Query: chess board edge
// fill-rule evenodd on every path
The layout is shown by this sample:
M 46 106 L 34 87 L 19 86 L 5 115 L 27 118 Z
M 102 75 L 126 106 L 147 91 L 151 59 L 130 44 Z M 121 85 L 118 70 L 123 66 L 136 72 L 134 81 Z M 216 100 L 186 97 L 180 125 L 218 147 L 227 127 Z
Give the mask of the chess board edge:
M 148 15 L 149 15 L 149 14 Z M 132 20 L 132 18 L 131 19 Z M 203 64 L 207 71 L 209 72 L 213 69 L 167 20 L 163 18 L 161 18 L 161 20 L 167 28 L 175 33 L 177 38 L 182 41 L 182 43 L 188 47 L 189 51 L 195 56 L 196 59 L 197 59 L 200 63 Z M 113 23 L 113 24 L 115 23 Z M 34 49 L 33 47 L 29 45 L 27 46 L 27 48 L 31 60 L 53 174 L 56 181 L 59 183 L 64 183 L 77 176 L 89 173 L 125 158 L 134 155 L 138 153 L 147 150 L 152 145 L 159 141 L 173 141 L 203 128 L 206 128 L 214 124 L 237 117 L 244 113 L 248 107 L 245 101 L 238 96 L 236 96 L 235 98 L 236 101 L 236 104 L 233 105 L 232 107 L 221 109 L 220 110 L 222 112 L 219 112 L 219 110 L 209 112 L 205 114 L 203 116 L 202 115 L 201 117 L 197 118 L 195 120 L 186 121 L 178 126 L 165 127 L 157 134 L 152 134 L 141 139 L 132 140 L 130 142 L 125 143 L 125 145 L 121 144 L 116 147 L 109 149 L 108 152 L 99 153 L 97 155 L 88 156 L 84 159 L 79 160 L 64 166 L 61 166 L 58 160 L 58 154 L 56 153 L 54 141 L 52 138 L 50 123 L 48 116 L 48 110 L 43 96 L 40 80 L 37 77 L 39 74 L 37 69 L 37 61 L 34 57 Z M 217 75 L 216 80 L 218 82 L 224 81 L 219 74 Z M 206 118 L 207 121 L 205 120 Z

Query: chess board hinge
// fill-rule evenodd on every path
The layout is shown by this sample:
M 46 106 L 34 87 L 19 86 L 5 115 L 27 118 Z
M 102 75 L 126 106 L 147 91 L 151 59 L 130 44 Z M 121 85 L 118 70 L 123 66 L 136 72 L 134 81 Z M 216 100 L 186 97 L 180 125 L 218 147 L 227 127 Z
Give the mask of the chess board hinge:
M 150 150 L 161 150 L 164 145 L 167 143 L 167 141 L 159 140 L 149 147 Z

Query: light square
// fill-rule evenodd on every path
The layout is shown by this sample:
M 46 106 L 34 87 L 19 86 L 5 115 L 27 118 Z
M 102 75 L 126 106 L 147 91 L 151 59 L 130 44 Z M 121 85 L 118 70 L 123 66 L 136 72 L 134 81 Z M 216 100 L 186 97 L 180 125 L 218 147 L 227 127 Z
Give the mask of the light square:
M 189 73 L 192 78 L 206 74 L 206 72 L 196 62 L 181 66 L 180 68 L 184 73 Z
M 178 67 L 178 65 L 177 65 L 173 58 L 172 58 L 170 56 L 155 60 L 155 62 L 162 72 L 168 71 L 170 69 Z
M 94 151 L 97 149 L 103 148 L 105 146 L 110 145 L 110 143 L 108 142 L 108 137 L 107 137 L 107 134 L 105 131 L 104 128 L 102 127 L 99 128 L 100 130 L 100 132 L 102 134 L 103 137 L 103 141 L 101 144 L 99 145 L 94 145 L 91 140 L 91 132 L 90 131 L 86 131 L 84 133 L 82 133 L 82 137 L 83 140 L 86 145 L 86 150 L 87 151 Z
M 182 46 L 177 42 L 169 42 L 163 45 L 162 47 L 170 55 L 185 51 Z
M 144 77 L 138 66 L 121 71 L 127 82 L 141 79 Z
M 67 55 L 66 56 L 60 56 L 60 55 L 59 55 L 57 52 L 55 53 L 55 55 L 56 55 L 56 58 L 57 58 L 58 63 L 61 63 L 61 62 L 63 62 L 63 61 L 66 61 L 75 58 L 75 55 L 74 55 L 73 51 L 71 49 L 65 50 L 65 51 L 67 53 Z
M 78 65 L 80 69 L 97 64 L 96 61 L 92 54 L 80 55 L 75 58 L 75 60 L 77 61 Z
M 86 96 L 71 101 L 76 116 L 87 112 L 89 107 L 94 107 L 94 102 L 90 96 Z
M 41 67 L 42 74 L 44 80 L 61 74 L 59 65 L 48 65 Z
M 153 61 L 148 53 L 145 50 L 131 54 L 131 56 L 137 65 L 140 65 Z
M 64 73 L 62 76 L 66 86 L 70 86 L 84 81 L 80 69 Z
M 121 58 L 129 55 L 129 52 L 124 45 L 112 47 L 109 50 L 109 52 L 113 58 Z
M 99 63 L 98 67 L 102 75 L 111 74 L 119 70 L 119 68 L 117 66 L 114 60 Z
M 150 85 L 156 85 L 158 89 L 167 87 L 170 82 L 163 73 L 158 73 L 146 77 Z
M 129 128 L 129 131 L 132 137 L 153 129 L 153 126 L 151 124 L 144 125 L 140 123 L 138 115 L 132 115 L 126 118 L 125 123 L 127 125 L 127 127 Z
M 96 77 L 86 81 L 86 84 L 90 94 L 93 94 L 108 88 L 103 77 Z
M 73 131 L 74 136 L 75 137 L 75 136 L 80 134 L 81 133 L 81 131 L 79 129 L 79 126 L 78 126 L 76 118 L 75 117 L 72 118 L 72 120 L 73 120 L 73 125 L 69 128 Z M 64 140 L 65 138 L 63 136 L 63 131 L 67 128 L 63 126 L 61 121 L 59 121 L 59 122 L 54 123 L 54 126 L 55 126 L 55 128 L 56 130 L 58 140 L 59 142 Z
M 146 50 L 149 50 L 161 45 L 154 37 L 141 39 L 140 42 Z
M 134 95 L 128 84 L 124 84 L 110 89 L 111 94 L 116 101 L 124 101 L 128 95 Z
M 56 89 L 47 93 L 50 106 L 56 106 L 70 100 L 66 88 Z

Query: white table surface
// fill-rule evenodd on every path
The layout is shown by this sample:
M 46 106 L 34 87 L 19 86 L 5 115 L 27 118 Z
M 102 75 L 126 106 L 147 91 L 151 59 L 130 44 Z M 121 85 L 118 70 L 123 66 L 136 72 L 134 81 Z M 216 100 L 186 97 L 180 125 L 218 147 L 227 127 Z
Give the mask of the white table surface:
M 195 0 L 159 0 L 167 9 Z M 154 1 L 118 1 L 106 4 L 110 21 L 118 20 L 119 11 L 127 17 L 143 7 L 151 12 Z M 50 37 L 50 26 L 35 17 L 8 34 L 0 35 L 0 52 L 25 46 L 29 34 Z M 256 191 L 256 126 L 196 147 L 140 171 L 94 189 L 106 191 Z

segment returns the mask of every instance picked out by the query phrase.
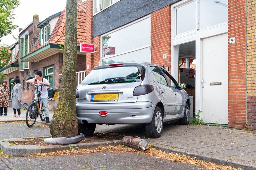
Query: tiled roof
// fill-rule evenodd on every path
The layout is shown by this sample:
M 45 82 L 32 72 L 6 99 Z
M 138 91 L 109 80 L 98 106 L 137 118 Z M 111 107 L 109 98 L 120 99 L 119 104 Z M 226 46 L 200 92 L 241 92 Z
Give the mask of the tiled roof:
M 86 43 L 86 2 L 77 4 L 77 45 L 80 43 Z M 61 12 L 49 41 L 40 46 L 40 39 L 34 50 L 31 52 L 44 46 L 49 43 L 64 44 L 66 32 L 66 9 Z

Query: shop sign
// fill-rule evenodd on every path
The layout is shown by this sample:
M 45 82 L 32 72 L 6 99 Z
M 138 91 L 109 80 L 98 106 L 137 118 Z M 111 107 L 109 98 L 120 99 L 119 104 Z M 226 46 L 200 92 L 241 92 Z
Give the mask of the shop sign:
M 80 52 L 94 53 L 94 45 L 88 44 L 80 43 Z
M 103 54 L 113 55 L 116 54 L 116 47 L 104 45 L 103 47 Z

○ ○ ○

TASK TO CARRY OUT:
Could you quote the material verbatim, beginning at the line that contains "Query: white table surface" and stopping after the line that contains "M 195 0 L 159"?

SOLVED PROBLEM:
Query: white table surface
// fill-rule evenodd on every path
The layout is shown by this sample:
M 46 106 L 34 87 L 19 86 L 5 115 L 27 118 Z
M 102 75 L 126 106 L 147 91 L 151 59 L 130 44 Z M 121 85 L 118 70 L 123 66 L 136 72 L 134 81 Z M 216 100 L 186 97 L 180 125 L 218 147 L 227 127 Z
Give the mask of the white table surface:
M 195 0 L 159 0 L 167 9 Z M 154 1 L 118 1 L 106 4 L 110 21 L 118 20 L 119 11 L 127 17 L 143 7 L 151 12 Z M 50 37 L 50 26 L 35 17 L 8 34 L 0 35 L 0 52 L 25 46 L 29 34 Z M 256 191 L 256 126 L 196 147 L 140 171 L 94 189 L 106 191 Z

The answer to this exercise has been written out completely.